▶ Task to complete
Make an exact copy of the data below, leaving out every picture.

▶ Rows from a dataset

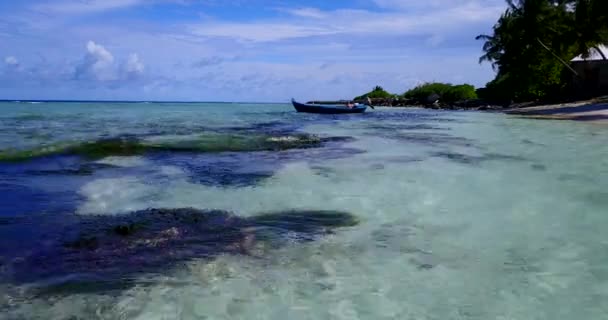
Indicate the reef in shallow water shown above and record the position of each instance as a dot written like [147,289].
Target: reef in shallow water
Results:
[104,252]
[131,146]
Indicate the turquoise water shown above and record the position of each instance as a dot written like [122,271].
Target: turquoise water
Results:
[462,215]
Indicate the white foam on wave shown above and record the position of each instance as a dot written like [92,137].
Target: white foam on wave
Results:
[126,162]
[438,239]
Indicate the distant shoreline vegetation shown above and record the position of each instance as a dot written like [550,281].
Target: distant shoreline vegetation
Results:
[532,49]
[430,94]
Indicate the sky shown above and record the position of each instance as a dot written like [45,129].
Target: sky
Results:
[239,50]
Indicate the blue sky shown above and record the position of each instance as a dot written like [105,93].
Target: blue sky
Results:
[241,50]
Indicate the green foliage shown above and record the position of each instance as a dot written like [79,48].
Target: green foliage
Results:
[447,93]
[377,93]
[533,42]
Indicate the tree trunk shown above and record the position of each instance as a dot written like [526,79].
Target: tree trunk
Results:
[566,64]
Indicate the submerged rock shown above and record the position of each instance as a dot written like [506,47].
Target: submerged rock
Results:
[110,249]
[203,143]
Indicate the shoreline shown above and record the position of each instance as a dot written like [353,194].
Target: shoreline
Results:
[591,110]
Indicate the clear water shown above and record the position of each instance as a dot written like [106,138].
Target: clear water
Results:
[463,215]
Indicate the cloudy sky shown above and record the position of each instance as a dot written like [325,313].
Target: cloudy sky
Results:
[237,50]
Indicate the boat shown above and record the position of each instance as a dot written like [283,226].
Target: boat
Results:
[328,108]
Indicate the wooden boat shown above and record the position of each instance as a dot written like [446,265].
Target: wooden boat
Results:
[328,108]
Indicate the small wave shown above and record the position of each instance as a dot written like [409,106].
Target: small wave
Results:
[129,146]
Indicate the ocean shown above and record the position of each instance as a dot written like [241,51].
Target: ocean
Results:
[254,211]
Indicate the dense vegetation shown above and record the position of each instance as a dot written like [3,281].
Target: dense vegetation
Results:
[445,92]
[533,42]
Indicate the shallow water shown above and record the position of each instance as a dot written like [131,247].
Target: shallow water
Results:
[462,215]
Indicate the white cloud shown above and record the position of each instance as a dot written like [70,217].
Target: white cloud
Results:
[440,21]
[307,13]
[85,6]
[11,61]
[99,65]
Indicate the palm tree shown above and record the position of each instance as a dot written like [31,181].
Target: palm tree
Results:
[591,30]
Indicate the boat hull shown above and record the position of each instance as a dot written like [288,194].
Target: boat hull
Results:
[327,109]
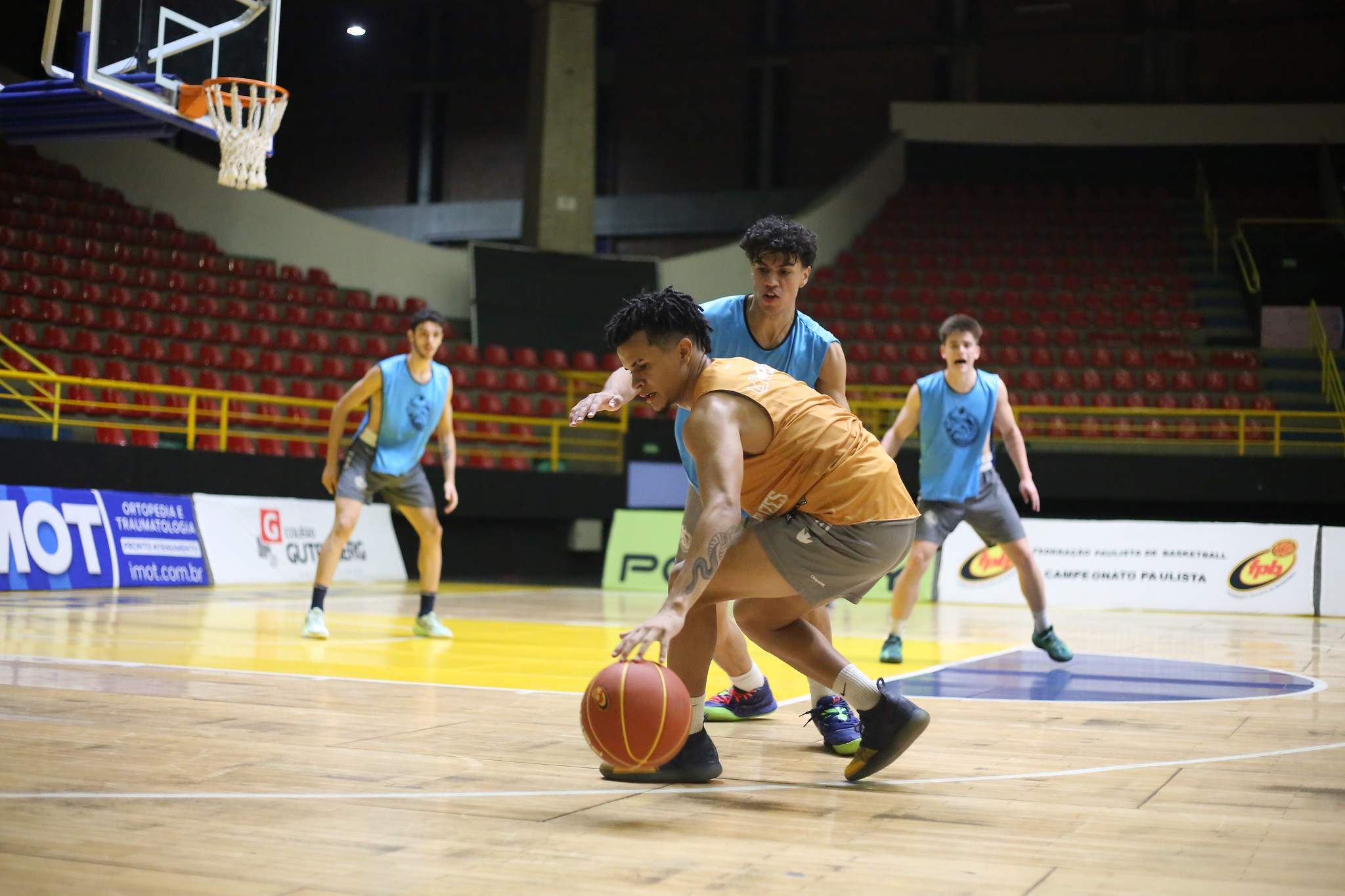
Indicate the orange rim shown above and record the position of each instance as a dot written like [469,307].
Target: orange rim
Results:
[242,100]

▶ Solved exercise
Indicate the reef in shallow water shown above and record the position of each instance as a dot written like [147,289].
Target: reef in shallow water
Results:
[104,252]
[131,146]
Indicate the turquoise water shown above and record the position of each instance as a dot written like [122,271].
Target: turquoise water
Results:
[462,215]
Indicate the white foam on wave shown above and record the position of each instance as a dot written like [92,137].
Target: white foam on wave
Results:
[126,162]
[438,239]
Indicate the distant shoreline vegetation shown above and record the position of each instance as a dot written like [550,281].
Target: distant shoreline vegetation
Results:
[532,49]
[430,94]
Indicate the sky shown above and record the position of each instance as a dot written like [45,129].
Target: sky
Results:
[239,50]
Indicate the blue sky shown above and record the position of each instance as a dot written like [105,93].
Target: blue sky
Results:
[241,50]
Indicate the green foliage shown above and record the position of each instance as a dot written like [79,48].
Target: green foliage
Results:
[447,93]
[377,93]
[533,42]
Indicate the tree trunk shown above and record the position of each instance as a dot written like [526,79].
Target: tree trunk
Results:
[566,64]
Indicate the submerged rock shown above and record the position of each instance as a dot written like [506,47].
Target: submerged rock
Results:
[110,249]
[203,143]
Indicate the shoreline shown above and record the position of each instance as a dot written like [353,194].
Target: shoreline
Results:
[591,110]
Indicate the clear water shown above and record the position of each instance as a dot written like [106,138].
Target: clear water
Results:
[463,215]
Indicate the cloudy sky shown above and record the position of each instance as a dot written like [325,313].
Target: cloudy sky
Results:
[237,50]
Indicate the boat shown above and record the position of each instance as a dot written like [283,226].
Target: boat
Results:
[328,108]
Indicate the wooden boat shown above and record the position of each instance as a dot written like [446,265].
Target: wooden boat
Results:
[328,108]
Indicate the small wave shown above and record the position of each instance as a dot written like [409,106].
Target: small wave
Results:
[129,146]
Indicate the ocean shown above and record the position of each instance as a dot written like [241,51].
Target: ocean
Results:
[254,211]
Indicate the dense vegetation shown above and record the position of each instance as a dot written like [3,281].
Target: dense vegetation
Results:
[445,92]
[533,42]
Indicate the shallow water shown above and record the position of each instance as a dot written like [131,247].
Target: shallow water
Results:
[462,215]
Indicate the white cloud shown above and record the position of each instance as a dot written like [70,217].
Target: white cloud
Results:
[440,21]
[307,13]
[85,6]
[11,61]
[99,65]
Indicate the palm tree shown above and record the position of each instance as a dot written like [31,181].
Target: palm tree
Results:
[591,30]
Indicate the boat hull shown above and record the position of each instance as a dot written like [288,194].
Target: boat hull
Results:
[327,109]
Indicate the orange rim shown above and record the position of each instance as a dot written like [469,307].
Target: orange rim
Results:
[242,100]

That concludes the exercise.